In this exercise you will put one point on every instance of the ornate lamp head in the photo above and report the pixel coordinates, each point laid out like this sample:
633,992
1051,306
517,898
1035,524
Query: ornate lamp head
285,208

···

### Directive
Copy the lines above word for word, keeping each one on its own line.

### Solution to this task
In this exercise you will put one point on every instance of the ornate lamp head in the photo above and report the pixel coordinates, each point laid out like this sample:
633,992
1051,306
517,898
1035,524
Query: ornate lamp head
285,208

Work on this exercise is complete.